Texte source:
Parmi tous les aspects si riches et variés du mystère du Christ, il en est un qui passe souvent inaperçu, éclipsé par la grandeur des autres. Jésus est un sage d’Israël : il n’est pas seulement un sage, car il est surtout Fils de Dieu, le Messie attendu, le Prophète eschatologique, et reçoit encore bien d’autres titres ; mais il est aussi un sage qui s’inscrit dans la grande tradition sapientielle de son Peuple. C’est cet aspect que nous dévoile la liturgie de ce dimanche, car le Christ nous conseille comment nous comporter lors des banquets, un thème classique dans l’Antiquité (Lc 14). Voilà une occasion qui nous est offerte d’approfondir cette figure du sage au sein du Peuple élu, et de saisir la particularité de la sagesse du Christ. Et c’est aussi la raison pour laquelle la première lecture est tirée d’un livre de sagesse très proche chronologiquement du Nouveau Testament : les réflexions de Ben Sira le Sage sur l’humilité (Sir 14).

La première lecture : l’humilité louée par Ben Sira (Sir 3,17-18.20.28-29)

Dans son rôle pédagogique vis-à-vis des jeunes générations, le Sage en Israël recueille les réflexions sapientielles que la tradition de son Peuple lui fournit, et les transmet avec des exhortations amicales : « écoute, mon fils… ». Il est considéré comme un Sage car l’observation attentive de la nature comme de l’histoire, des mœurs de la société comme de la personnalité des hommes, lui ont appris un discernement profond des cœurs et du dessein divin sur la création, sur l’histoire d’Israël, et sur le monde en général.

Consigne A:
Pouvez-vous reproduire à l'identique les entrées ci-dessous, depuis la ligne contenant « green leaf, which » jusqu'à la dernière entrée incluse ?

Entrées de pointage d'objets nommés:
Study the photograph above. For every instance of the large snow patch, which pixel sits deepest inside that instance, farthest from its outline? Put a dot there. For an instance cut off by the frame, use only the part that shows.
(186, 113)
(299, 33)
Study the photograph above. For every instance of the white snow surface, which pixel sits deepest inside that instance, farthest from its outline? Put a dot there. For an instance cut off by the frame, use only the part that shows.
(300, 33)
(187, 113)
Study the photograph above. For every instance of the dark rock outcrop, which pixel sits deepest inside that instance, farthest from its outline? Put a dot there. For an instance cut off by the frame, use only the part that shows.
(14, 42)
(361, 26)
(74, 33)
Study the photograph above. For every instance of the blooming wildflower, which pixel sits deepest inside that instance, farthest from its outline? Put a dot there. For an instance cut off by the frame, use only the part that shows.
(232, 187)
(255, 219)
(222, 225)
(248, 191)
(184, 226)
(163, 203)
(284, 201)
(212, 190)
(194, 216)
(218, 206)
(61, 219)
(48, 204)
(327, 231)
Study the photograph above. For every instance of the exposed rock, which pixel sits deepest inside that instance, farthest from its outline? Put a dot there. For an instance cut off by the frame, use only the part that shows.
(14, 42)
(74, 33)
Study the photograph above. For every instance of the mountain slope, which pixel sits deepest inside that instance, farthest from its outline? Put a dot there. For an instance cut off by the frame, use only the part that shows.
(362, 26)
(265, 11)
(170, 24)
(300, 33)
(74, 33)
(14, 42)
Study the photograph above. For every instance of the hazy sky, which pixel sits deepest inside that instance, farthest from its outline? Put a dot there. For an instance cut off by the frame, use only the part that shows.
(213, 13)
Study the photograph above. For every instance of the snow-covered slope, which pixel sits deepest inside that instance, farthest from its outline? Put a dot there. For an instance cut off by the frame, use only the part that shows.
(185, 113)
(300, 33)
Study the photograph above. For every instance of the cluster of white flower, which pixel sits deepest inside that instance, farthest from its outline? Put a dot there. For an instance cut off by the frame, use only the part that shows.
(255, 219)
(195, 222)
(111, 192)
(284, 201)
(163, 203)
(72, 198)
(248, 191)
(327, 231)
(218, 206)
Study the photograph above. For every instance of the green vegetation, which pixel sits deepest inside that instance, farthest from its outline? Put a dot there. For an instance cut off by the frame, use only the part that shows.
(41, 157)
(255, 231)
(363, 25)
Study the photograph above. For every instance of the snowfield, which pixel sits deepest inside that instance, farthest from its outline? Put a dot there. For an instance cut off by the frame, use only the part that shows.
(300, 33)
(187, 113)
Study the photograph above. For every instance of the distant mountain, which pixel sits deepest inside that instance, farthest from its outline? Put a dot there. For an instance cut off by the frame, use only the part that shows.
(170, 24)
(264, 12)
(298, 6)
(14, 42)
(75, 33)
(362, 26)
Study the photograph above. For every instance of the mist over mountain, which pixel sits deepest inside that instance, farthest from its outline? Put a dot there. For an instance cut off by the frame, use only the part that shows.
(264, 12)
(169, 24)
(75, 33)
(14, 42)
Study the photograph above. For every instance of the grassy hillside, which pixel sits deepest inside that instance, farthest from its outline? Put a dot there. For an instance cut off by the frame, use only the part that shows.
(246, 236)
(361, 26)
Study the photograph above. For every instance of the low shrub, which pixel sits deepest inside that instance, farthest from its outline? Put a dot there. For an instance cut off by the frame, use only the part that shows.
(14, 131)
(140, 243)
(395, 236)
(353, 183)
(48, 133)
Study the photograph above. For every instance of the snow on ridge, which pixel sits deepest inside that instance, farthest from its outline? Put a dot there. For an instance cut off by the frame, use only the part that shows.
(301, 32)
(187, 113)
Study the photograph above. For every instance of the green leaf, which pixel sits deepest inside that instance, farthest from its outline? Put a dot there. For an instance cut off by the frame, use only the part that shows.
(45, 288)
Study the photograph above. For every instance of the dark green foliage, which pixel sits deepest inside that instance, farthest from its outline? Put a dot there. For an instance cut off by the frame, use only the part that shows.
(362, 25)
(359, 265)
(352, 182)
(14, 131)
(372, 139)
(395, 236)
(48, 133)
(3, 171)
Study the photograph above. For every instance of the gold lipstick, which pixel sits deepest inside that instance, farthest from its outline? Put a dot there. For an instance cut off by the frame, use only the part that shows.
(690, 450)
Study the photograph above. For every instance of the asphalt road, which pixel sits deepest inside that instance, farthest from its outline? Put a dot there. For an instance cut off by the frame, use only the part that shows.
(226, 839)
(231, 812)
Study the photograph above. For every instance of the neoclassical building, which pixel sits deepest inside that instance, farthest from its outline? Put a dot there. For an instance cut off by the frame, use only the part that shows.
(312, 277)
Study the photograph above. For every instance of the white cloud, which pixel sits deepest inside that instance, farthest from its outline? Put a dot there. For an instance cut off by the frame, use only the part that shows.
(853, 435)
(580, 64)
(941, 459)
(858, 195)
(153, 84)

Consigne B:
Pouvez-vous reprendre le texte sur le Christ sage d'Israël, plus haut, et le prolonger à partir de sa dernière phrase ?

Résultat attendu A:
Study the photograph above. For every instance of the green leaf, which pixel sits deepest inside that instance, farthest from its outline? Put a dot there. For an instance cut off by the frame, use only the part that shows.
(45, 288)
Study the photograph above. For every instance of the dark green foliage, which pixel sits deepest inside that instance, farthest from its outline? Put a dot there. For an instance cut off by the frame, use only the part that shows.
(362, 25)
(359, 265)
(352, 182)
(14, 131)
(372, 139)
(395, 236)
(48, 133)
(3, 171)
Study the photograph above. For every instance of the gold lipstick, which pixel sits deepest inside that instance, farthest from its outline? Put a dot there. For an instance cut off by the frame, use only the part that shows.
(690, 450)
Study the photograph above. For every instance of the asphalt road, which pixel sits deepest inside that instance, farthest from its outline? Put a dot there. For an instance cut off by the frame, use only the part that shows.
(226, 839)
(231, 812)
Study the photograph above. For every instance of the neoclassical building, which pixel sits deepest inside that instance, farthest from its outline? Put a dot there. For an instance cut off by the frame, use only the part that shows.
(312, 277)
Study the photograph above. For every instance of the white cloud, which pixel sits deepest inside that instance, farthest from its outline? Put a dot there. For an instance cut off by the frame, use only the part that shows.
(853, 435)
(580, 64)
(941, 459)
(858, 195)
(153, 84)

Résultat attendu B:
Mais il ne fait pas que répéter ce qu’il a reçu : un Sage reçoit l’enseignement traditionnel, puis il l’assimile dans son expérience propre et sa réflexion, ce qui débouche sur une nouvelle formulation de l’adage ancien. Son rôle est d’exprimer sa propre sagesse avec sa propre formulation, à partir de la sagesse multiséculaire qu’il a étudiée attentivement, et de son propre cheminement dans l’existence. Cette dynamique d’accueil de ce qui précède, d’enrichissement et de reformulation pour le livrer aux nouvelles générations, nous donne la clé pour comprendre la figure originale de Ben Sira et de Jésus en tant que Sages d’Israël.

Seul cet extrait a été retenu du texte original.